■ PASSAGE
## START

A dispute exists among the courts as to whether the requirement to pay non-dischargeable student loans gives rise to “special circumstances.” In re Martin, 371 B.R. 347 (Bankr.C.D.Ill.2007) held that a debtor’s obligation to pay his nondischargeable student loan debt did constitute a “special circumstance,” for purposes of rebutting the presumption of abuse that had arisen with respect to their Chapter 7 case. The court reasoned that the debtor had no reasonable alternative other than to pay the debt. See also, In re Templeton, 365 B.R. 213 (Bankr.W.D.Okla.2007); In re Haman, 366 B.R. 307 (Bankr.D.Del.2007); and In re Delbecq, 368 B.R. 754 (Bankr.S.D.Ind.2007).
The court in In re Sandberg, 629 B.R. 452 (Bankr.N.D.Ill.2021), disagreed with the conclusion in Martin. It noted that the automatic stay of Chapter 13 (or if ineligible, chapter 11) prevents a pre-petition creditor, such as the holders of the educational loans, from taking collection efforts inconsistent with the plan until completion or dismissal of the case. Id. at 466. That an unsecured claim is nondischargeable under Sections 523 or 1328 of the Bankruptcy Code simply means that the creditor is not enjoined from seeking to collect against the debtor after the debtor obtains a discharge and the case is closed. However, such creditors do not have special priority to receive payments ahead of other unsecured creditors. “Thus, even if the Debtor here is ultimately required to repay non-dischargeable debts, he has not explained why the presence of his student loans makes him unable to make payments from income into a chapter 13 plan.” Id. at 467.

## END

■ TASKS TO COMPLETE
1 - Name every court decision cited in the passage on student loans as "special circumstances," with its reporter citation.
2 - Carry the passage on student loans as "special circumstances" forward from its final sentence.

■ ENTRIES
## START

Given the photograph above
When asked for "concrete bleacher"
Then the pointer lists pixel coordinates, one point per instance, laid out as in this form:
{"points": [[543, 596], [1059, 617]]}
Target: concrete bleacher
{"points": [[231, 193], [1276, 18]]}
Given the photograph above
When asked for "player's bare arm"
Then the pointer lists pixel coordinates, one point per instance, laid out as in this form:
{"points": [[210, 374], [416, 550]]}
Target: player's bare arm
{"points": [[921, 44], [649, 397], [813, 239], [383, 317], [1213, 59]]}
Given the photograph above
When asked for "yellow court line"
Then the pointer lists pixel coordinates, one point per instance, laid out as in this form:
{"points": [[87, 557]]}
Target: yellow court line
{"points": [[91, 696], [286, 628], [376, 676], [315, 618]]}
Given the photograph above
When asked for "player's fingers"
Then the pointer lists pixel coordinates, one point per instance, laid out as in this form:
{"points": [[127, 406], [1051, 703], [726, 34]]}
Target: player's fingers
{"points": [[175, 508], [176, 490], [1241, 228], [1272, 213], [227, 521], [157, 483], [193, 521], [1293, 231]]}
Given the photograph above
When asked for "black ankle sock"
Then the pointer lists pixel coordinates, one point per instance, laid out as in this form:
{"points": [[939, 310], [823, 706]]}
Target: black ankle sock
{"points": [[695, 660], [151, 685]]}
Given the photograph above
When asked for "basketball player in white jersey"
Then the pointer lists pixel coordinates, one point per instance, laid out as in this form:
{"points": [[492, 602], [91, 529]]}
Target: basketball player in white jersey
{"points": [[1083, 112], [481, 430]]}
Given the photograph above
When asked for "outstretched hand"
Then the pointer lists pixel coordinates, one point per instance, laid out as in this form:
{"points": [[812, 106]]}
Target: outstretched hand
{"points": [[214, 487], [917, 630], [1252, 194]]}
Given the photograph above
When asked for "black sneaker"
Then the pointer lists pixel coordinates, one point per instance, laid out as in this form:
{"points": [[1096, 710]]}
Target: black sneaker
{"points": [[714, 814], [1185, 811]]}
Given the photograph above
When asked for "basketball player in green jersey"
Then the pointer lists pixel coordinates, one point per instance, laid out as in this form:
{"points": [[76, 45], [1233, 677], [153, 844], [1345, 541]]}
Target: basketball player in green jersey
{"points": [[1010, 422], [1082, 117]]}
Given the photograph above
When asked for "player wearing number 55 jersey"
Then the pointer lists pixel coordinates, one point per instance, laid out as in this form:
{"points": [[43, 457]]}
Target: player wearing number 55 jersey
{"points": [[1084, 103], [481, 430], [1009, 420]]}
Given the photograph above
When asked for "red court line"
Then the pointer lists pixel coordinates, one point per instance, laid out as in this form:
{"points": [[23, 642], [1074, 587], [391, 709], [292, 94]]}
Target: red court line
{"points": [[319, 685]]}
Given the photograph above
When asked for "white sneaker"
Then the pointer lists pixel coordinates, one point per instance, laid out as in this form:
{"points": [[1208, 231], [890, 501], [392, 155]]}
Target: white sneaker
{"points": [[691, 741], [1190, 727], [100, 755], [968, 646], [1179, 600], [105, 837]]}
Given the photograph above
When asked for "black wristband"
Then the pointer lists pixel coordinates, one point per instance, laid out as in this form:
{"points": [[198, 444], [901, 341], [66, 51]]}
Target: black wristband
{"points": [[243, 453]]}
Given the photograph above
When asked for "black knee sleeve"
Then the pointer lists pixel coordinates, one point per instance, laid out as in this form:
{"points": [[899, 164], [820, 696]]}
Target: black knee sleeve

## END

■ PER-TASK ANSWERS
1 -
In re Martin, 371 B.R. 347 (Bankr.C.D.Ill.2007)
In re Templeton, 365 B.R. 213 (Bankr.W.D.Okla.2007)
In re Haman, 366 B.R. 307 (Bankr.D.Del.2007)
In re Delbecq, 368 B.R. 754 (Bankr.S.D.Ind.2007)
In re Sandberg, 629 B.R. 452 (Bankr.N.D.Ill.2021)

2 -
The court went on to note that if the debtor has sufficient disposable income to make significant payments over the next 60 months on his nonpriority general unsecured student loan claims through a chapter 13 plan, that is more reason the case belongs in chapter 13 instead of chapter 7, not less. Id.
Had Congress intended to broadly permit a deduction for either nondischargeable claims or claims based on educational debts, no doubt it would have similarly provided a deduction, including an indication of how the expense should be converted into a monthly amount.
Id. at 468.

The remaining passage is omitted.